Pictures do not belong in the copy; quote every entry below exactly.

(Beginning of Data to use)

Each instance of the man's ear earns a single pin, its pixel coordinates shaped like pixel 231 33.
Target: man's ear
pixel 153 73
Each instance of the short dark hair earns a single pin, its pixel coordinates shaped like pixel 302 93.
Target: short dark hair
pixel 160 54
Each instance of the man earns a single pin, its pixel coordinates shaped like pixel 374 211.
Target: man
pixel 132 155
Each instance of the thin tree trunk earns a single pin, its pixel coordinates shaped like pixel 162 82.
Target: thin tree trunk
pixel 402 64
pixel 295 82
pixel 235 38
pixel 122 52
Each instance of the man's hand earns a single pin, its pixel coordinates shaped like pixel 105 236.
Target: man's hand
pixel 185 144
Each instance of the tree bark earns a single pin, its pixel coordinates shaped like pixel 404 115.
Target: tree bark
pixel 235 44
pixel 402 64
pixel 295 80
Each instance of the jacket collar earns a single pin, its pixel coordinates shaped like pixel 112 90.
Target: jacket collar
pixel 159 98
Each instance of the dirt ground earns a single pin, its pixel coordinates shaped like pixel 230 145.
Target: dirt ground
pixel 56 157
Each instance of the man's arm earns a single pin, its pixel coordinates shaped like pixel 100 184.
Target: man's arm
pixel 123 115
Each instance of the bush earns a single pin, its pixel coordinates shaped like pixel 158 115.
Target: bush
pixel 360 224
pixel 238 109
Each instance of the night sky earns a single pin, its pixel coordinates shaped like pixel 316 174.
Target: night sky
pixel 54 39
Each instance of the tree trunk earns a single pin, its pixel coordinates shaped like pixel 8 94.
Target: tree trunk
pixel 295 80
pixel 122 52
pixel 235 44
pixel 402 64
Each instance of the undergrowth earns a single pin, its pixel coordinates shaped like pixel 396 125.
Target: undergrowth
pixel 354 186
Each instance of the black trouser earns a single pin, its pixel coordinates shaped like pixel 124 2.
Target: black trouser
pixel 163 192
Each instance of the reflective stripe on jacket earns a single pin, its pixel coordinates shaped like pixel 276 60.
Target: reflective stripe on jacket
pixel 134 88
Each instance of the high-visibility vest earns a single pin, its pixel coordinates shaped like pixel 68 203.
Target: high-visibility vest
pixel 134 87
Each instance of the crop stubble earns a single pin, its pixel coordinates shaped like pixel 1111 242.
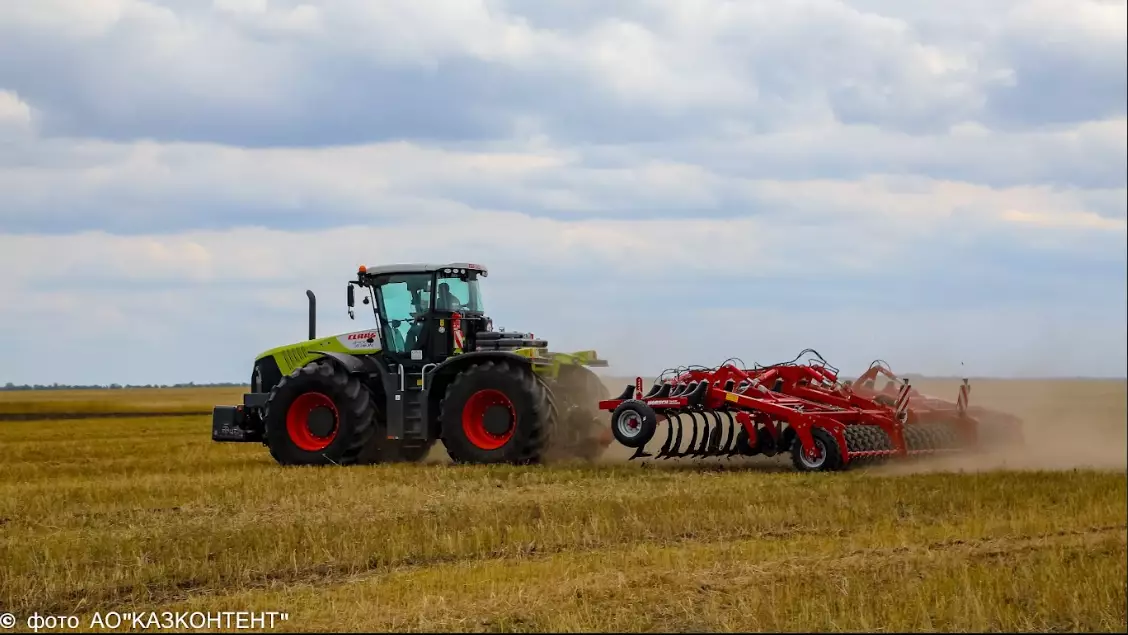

(End of Data to use)

→ Problem solution
Each instance of the man's ear earns a single pin, its pixel coordinates shaped like pixel 231 33.
Target: man's ear
pixel 153 73
Each instance of the short dark hair earns a single pin, its pixel coordinates shaped like pixel 302 93.
Target: short dark hair
pixel 160 54
Each instance of the man earns a single pin, its pixel coordinates shaped like pixel 374 211.
Target: man
pixel 132 155
Each instance of the thin tree trunk earns a single pin, its pixel coordinates shaped like pixel 162 82.
Target: thin tree trunk
pixel 402 64
pixel 295 82
pixel 235 38
pixel 122 52
Each instance of the man's hand earns a single pin, its pixel coordinates shaped like pixel 105 236.
Target: man's hand
pixel 185 144
Each instance of the tree bark earns a single pin, its pixel coordinates shaped like pixel 404 115.
Target: tree bark
pixel 235 44
pixel 402 64
pixel 295 80
Each instance of the jacket collar earns a single pin, its pixel coordinates shaped like pixel 112 90.
Target: jacket collar
pixel 159 98
Each instance of the dirt ground earns a single pin, its pixel coordinates shaped like pixel 230 145.
Target: dirt ground
pixel 56 157
Each instance of the man's arm earns a single pin, its pixel coordinates shaped like pixel 100 184.
Target: man's arm
pixel 123 115
Each instance of the bush earns a single pin, its pixel coordinates shaped like pixel 158 115.
Target: bush
pixel 360 224
pixel 238 109
Each instance of the night sky earns a single pin, its pixel coordinates shaped like pixel 316 174.
Target: night sky
pixel 54 39
Each instance of the tree trunk earns a single pin, its pixel coordinates shaped like pixel 8 94.
Target: tree trunk
pixel 295 80
pixel 122 52
pixel 235 44
pixel 402 64
Each instance of the undergrowth earns a single pin, its pixel coordinates shaped like pixel 396 125.
Target: undergrowth
pixel 354 186
Each instance of the black trouser earns a single pin, its pixel coordinates shaped like pixel 124 2.
Target: black trouser
pixel 163 192
Each instance of the reflective stripe on jacket earns a single pin, its pixel coordinates shaped like pixel 276 60.
Target: reflective stripe on jacket
pixel 134 88
Each instance of the high-visibility vest earns a single pin, its pixel coordinates shaped like pixel 68 203.
Target: high-visibility vest
pixel 134 87
Each instance of the crop stubble earns a single pin, its pixel coordinates shaped like pixel 1111 242.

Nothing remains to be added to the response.